• Exercise objective
Restate word for word the lines from the one bearing "Point to the blue illuminated" through the end of the entries below, and leave every picture out.

Dataset entries
========================

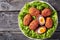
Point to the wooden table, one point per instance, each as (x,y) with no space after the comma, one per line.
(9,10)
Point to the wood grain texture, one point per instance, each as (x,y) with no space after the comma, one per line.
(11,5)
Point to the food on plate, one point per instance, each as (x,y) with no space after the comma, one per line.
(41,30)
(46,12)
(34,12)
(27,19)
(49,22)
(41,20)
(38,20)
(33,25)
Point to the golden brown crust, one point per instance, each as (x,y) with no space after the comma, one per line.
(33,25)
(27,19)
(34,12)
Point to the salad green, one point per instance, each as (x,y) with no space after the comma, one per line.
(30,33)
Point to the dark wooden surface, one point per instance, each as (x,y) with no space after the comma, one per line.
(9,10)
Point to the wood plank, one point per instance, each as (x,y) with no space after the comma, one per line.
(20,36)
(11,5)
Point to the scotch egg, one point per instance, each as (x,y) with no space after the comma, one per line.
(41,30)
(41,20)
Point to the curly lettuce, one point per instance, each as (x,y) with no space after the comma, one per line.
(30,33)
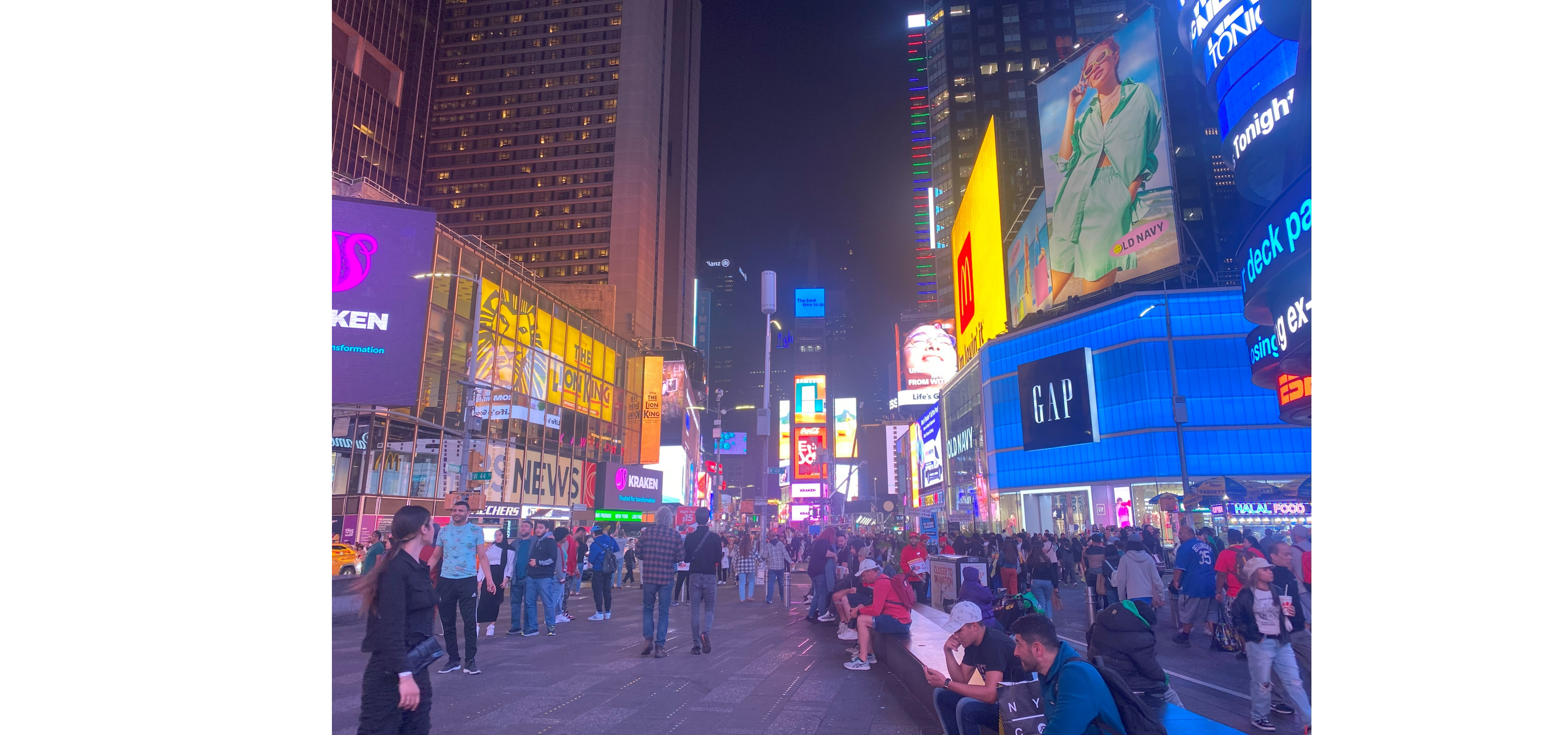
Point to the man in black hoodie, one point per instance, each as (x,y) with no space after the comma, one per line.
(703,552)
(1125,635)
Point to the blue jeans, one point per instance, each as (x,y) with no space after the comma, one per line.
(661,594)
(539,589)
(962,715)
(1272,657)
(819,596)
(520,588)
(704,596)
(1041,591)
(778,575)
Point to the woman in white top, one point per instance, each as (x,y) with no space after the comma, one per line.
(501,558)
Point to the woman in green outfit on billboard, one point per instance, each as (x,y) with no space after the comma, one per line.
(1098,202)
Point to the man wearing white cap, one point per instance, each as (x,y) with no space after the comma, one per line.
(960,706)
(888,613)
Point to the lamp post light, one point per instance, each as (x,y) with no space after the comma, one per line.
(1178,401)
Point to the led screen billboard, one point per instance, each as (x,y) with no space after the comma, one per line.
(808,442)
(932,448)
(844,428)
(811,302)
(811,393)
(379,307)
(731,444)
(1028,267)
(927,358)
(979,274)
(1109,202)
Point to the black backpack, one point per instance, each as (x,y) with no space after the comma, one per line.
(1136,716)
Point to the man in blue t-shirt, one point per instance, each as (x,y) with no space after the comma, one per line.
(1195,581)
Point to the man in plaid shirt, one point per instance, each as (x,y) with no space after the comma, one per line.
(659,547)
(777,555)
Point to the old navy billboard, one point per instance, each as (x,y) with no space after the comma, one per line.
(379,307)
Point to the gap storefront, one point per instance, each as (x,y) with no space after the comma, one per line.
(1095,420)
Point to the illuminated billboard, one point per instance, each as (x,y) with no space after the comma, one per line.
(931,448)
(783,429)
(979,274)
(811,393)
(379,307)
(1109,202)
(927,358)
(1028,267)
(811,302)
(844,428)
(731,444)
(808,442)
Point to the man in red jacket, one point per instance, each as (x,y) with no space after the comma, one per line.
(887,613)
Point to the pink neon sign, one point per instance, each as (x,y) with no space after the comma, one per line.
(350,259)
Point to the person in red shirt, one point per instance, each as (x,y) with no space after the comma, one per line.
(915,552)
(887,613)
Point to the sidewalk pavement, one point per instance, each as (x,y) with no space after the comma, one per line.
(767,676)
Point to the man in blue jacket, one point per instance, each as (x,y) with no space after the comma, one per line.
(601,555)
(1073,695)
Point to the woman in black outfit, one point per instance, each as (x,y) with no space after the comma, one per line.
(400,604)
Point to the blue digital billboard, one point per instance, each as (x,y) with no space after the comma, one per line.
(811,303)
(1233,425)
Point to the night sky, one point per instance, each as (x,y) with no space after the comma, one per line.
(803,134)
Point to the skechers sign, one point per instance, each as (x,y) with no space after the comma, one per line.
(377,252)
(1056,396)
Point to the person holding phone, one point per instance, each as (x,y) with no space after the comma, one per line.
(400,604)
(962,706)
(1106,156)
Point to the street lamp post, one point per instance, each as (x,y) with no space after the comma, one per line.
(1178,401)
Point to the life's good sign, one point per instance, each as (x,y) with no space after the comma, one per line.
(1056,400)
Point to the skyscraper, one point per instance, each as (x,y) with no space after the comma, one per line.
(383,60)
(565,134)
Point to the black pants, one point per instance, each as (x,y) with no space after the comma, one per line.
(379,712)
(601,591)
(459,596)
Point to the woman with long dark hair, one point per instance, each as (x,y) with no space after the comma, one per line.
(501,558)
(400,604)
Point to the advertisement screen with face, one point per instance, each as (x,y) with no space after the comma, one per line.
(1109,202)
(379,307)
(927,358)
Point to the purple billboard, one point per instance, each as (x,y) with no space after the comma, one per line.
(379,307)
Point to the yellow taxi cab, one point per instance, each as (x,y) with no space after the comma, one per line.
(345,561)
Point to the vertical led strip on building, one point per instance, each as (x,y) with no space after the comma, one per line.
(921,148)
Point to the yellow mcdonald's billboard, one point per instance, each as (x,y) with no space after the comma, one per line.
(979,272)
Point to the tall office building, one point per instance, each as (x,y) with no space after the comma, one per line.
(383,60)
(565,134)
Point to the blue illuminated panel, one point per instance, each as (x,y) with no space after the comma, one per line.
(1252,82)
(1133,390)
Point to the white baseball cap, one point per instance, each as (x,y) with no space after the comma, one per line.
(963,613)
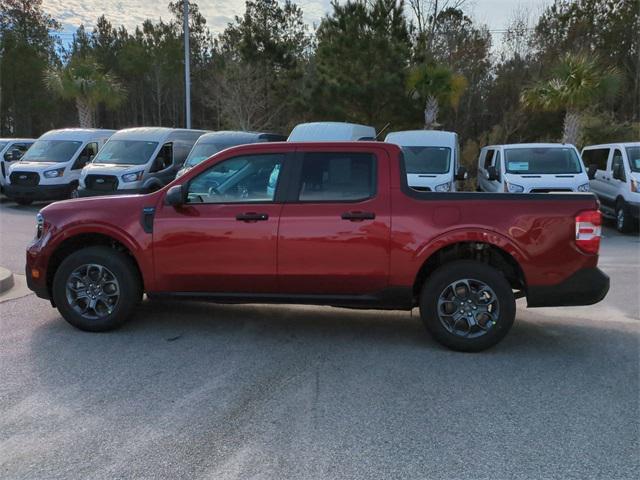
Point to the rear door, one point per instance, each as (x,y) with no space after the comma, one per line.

========================

• Task output
Point to the blue illuminated panel, one point per instance, each as (x,y) with no space after the comma, one per line.
(1252,82)
(1133,390)
Point to the white baseball cap, one point per instance, each as (x,y) with no space after the comma, one per line.
(963,613)
Point to the rear door, one point per instance, each as (x,y) with no space after the comma, one per line.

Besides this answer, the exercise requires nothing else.